» WHAT YOU SHOULD DO
Continue the article on housing affordability in Canada from the point where it ends.

» DOCUMENT SEGMENT
Buying a home may remain out of reach for many Canadians for the foreseeable future

House prices in Canada have surged by over 30% since April 2020, leaving many potential buyers struggling with affordability. Economists and real estate agents warn that despite anticipated interest rate cuts from the Bank of Canada in the coming months, the issue of home affordability is likely to persist, especially as Prime Minister Justin Trudeau’s popularity continues to wane in light of this challenge.

While the Liberal minority government’s mandate runs until October 2025, an election could occur sooner as the Conservative opposition aims to unseat Trudeau after nearly a decade in power. According to Tony Stillo, director of forecasting at Oxford Economics, sustainable housing affordability may be a decade away.

The rise in home prices, coupled with a significant influx of immigrants, has exacerbated the housing demand, pushing many Canadians out of the market since interest rates began climbing two years ago. Although the federal government is relaxing some mortgage regulations to assist young buyers, questions remain about the effectiveness of these measures.

Currently, the lowest five-year fixed mortgage rate is approximately 4.75%, a decline of 150 basis points from a year ago. However, this slight reduction has not spurred a noticeable increase in home purchases. Robert Hogue, assistant chief economist at the Royal Bank of Canada, highlighted that even a modest monthly savings from lower interest rates remains unaffordable for many buyers.

In major markets like Toronto and Vancouver, the high prices continue to keep potential buyers at bay. While some buyers might be able to enter the market next year, it won’t be enough to restore equilibrium. Home affordability is influenced by house prices, interest rates, and borrower income, all of which have been negatively affected since the onset of the COVID-19 pandemic.

» DATA PROVIDED
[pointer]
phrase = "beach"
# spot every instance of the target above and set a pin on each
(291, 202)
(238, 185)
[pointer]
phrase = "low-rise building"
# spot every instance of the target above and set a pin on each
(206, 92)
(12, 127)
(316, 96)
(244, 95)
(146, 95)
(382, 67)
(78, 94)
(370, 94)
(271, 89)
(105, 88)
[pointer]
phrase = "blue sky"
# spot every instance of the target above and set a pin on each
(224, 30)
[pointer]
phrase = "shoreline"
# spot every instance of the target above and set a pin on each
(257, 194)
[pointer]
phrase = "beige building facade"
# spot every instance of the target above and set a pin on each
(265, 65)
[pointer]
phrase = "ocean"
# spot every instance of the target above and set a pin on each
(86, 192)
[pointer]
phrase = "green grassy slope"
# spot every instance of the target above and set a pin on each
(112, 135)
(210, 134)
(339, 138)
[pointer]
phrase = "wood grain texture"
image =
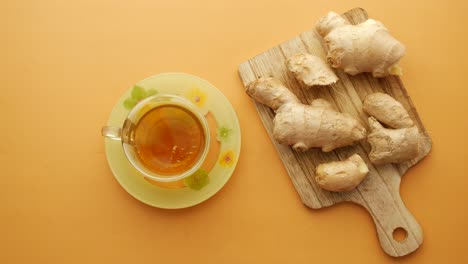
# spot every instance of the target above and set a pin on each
(379, 192)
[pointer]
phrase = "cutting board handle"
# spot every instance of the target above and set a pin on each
(398, 231)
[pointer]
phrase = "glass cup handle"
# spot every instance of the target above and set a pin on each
(111, 132)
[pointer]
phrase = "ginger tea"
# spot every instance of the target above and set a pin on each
(169, 140)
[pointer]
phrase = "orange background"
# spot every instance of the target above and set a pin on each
(63, 65)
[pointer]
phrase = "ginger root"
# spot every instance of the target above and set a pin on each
(339, 176)
(387, 110)
(270, 92)
(392, 145)
(367, 47)
(311, 70)
(305, 126)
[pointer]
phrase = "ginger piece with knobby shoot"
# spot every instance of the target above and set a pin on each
(305, 126)
(387, 110)
(367, 47)
(340, 176)
(392, 145)
(311, 70)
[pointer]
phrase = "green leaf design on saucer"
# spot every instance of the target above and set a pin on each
(223, 133)
(198, 180)
(137, 94)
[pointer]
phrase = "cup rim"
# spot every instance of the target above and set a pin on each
(186, 104)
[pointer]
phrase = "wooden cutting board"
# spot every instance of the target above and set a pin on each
(379, 192)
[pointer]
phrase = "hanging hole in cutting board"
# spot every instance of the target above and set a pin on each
(400, 234)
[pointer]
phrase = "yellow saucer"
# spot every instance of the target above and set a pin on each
(224, 146)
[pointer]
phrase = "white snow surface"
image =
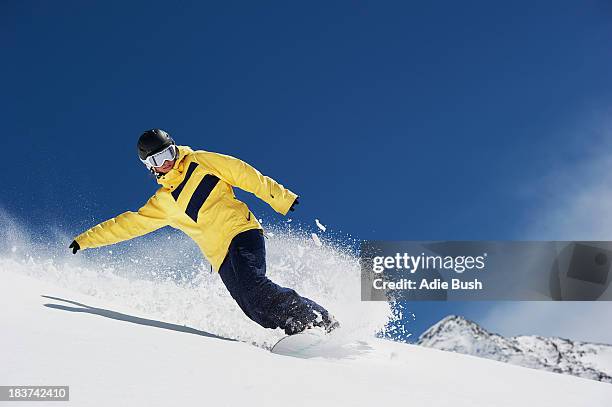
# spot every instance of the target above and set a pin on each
(127, 329)
(110, 354)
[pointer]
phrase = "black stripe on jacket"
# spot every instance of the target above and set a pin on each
(200, 194)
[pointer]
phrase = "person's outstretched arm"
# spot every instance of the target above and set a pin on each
(240, 174)
(126, 226)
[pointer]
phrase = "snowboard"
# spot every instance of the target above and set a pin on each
(305, 344)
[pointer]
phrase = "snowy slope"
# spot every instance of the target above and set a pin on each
(111, 355)
(456, 334)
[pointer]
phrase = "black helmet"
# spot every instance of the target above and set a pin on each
(153, 141)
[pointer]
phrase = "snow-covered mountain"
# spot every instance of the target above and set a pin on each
(583, 359)
(111, 355)
(123, 328)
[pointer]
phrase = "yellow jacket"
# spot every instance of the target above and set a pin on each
(196, 196)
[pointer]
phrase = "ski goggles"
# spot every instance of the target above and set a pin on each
(158, 159)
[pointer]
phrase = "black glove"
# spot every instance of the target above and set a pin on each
(296, 202)
(74, 246)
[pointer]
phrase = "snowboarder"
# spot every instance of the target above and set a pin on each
(196, 196)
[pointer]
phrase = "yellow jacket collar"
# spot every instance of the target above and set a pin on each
(176, 174)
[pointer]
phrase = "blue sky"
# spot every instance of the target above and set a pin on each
(392, 120)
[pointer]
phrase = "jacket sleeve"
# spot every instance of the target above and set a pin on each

» EXERCISE RESULT
Since April 2020, average Canadian home prices have risen significantly, while interest rates peaked at 4.75% before beginning to decline in June. Even with the recent dip in mortgage costs, monthly payments on a five-year fixed mortgage remain 40% higher than in January 2020. Meanwhile, inflation-adjusted household income has only increased by 2.3%, highlighting a stark contrast to the 21% rise in nominal income reported by Statistics Canada.

To restore affordability to pre-pandemic levels, house prices would need to decrease by at least 10%, and mortgage rates would have to be cut by half.

Home sales in Toronto, often seen as a key indicator of the national real estate market, have plummeted to about 20-year lows due to exorbitant prices. John Pasalis, president of Realosophy Realty, noted that while activity may pick up with falling interest rates, it will not lead to a “crazy market.” Many borrowers, especially those with higher risk profiles, still face higher mortgage rates between 6% and 7%.

Recently, the federal government adjusted its mortgage rules, allowing first-time buyers and those purchasing newly built homes to secure loans with 30-year amortizations instead of 25 years. While this change aims to lower monthly payments and make home ownership more accessible, critics argue it could inadvertently increase demand and drive prices higher. Finance Minister Chrystia Freeland defended the move, asserting it would encourage builders to increase housing supply to meet rising demand.